[start Document segment]

Ahhhhh haaaa yeah.....I've done that.

It was the second day, and I only wiped out a column from a table, but it was enough to bring business for several hundred people down for a few hours. It was embarrassing all round really. Live and learn though - at least I didn't get fired!

Obviously this is mostly CTO's screw up.

But the junior dev is not fully innocent either: he should have been careful about following instructions.

For extra points (to prove that he is a good developer) - he should have caught that screw up with username/passwords in the instruction. Here's approximate line of reasoning:

---

What is that username in the instruction responsible for? For production environment? Then what would happen if I actually run my setup script in production environment? Production database would be wiped? Shouldn't we update setup instruction and some other practices in order to make sure it would not happen by accident?).

---

But he it is very unlikely that this junior dev would be legally responsible for the screw up.

I destroyed an accounting database at a company during a high school summer job.

A mentor was supervising me and continually told me to work slower but I was doing great performing some minor maintenance on a Clipper application and didn't even need his "stupid" help ... until I typed 'del .db' instead of 'del .bak'. Oooops!

Luckily the woman whose computer we were working on clicked 'Backup my data' every single day before going home, bless her heart, and we could copy the database back from a backup folder. A 16 year old me was left utterly embarrassed and cured of flaunting his 1337 skillz.

[end Document segment]

To-do list:
**A.** Decide whether each statement agrees with the database-mishap thread, answering yes or no and quoting the words of the thread that settle it: (i) The first poster was fired over the deleted column. (ii) The high school worker typed 'del .db' when 'del .bak' was intended. (iii) The accounting database was recovered from a backup folder.
**B.** In the database-mishap thread, how long did the wiped column bring business down for several hundred people?
**C.** Extend the database-mishap thread from its final sentence.
The material after this thread comes from a separate source.

[start Given data]

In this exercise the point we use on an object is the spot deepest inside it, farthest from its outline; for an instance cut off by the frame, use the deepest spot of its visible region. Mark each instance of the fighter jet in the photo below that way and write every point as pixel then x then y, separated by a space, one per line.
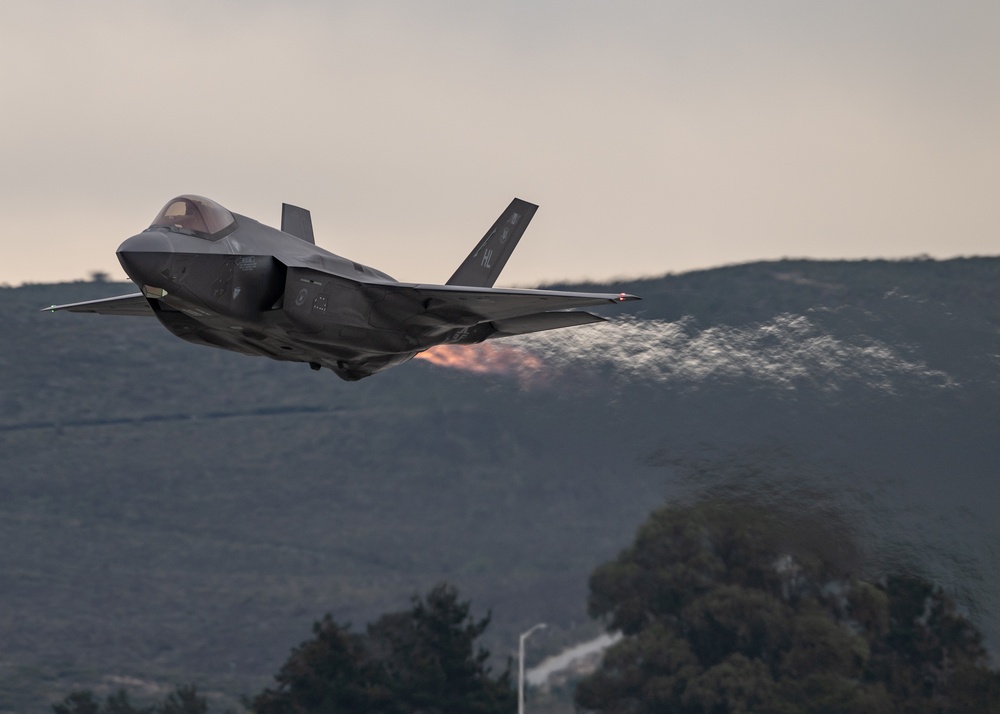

[end Given data]

Responses per task:
**A.**
(i) No: "at least I didn't get fired!"
(ii) Yes: "until I typed 'del .db' instead of 'del .bak'."
(iii) Yes: "we could copy the database back from a backup folder."

**B.** A few hours.

**C.**
Obviously not the new engineer's fault. Unfortunately, aspects of this are incredibly common. On three jobs I've had, I've had full production access on day one. By that, I mean everyone had it...

After adding up the number of egerious errors made by the company, I'd almost be inclined to say the employee has grounds for wrongful termination or at least fraudulent representation to recoup moving expenses.

He's / she's better off not working at this place. So many things wrong. Not having a backup is the number 1 thing.

I could see having a backup that is hours old, and losing many hours of data, but not everything.

Even startups have contracts with their customers about protecting the customer's data. If it is consumer data, there are even stricter privacy laws. Leaving the production database password lying around in plain text is probably explicitly prohibited by the contracts, and certainly by privacy laws. The CTO should pay him for the rest of the year and give him a great reference for his next job, in return for him to never, ever, ever, tell anyone where he found the production password.

Here's why I think this is fake:

A company with 40 devs and over 100 employees that lost an entire production db would have surfaced here from the downtime. Other devs would corroborate the story.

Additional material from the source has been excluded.